* [Your goal] Write every line of the records below as a JSON list of strings, one string per line, skipping blank lines.

* [Provided material]
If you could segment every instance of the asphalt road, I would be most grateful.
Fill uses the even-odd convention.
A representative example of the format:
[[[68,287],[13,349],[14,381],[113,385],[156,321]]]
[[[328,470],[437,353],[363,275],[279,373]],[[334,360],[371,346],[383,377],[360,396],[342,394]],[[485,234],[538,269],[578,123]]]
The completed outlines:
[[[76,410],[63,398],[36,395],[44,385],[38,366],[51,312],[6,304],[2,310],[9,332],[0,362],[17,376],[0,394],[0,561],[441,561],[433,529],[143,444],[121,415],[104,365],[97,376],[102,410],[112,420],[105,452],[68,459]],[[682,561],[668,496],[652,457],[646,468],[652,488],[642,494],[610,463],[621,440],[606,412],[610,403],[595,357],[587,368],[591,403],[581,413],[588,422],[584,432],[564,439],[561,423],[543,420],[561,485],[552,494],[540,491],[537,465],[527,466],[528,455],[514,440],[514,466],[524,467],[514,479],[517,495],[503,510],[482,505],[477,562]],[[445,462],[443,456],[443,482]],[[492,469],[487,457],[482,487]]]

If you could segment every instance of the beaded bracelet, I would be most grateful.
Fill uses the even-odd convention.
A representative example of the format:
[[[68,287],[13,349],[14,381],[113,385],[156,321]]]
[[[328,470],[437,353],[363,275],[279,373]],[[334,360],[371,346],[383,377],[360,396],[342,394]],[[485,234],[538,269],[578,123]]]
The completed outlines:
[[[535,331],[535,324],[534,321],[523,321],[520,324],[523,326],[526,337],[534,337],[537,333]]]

* [Response below]
[
  "If you could segment every instance of the asphalt road, I would be most grateful.",
  "Fill uses the even-odd convention.",
  "A representative example of the format:",
  "[[[68,287],[13,349],[14,381],[113,385],[156,321]]]",
  "[[[328,470],[437,353],[363,275],[279,373]],[[334,360],[371,346],[383,377],[360,396],[342,394]],[[485,234],[538,269],[578,123]]]",
  "The completed outlines:",
  "[[[76,410],[63,398],[36,395],[44,385],[38,366],[51,312],[6,304],[2,310],[9,332],[0,362],[17,376],[0,394],[0,561],[441,561],[433,529],[143,444],[121,415],[104,365],[97,376],[102,410],[112,420],[105,452],[68,459]],[[682,561],[668,496],[652,457],[646,468],[652,488],[642,494],[610,463],[621,440],[606,412],[610,403],[595,357],[587,368],[591,403],[581,413],[588,422],[584,432],[564,439],[561,423],[543,420],[561,485],[552,494],[540,491],[537,465],[527,466],[528,455],[514,440],[514,466],[524,467],[514,479],[517,495],[503,510],[482,505],[477,562]],[[445,462],[443,456],[443,482]],[[492,469],[487,457],[482,487]]]",
  "If you could segment every instance of the beaded bracelet, I would be most grateful.",
  "Fill uses the even-odd convention.",
  "A representative example of the format:",
  "[[[68,287],[13,349],[14,381],[113,385],[156,321]]]",
  "[[[328,470],[437,353],[363,275],[279,373]],[[334,360],[371,346],[383,377],[360,396],[342,394]],[[485,234],[538,269],[578,123]]]",
  "The completed outlines:",
  "[[[535,331],[535,324],[534,321],[523,321],[520,324],[523,326],[526,337],[534,337],[537,333]]]"
]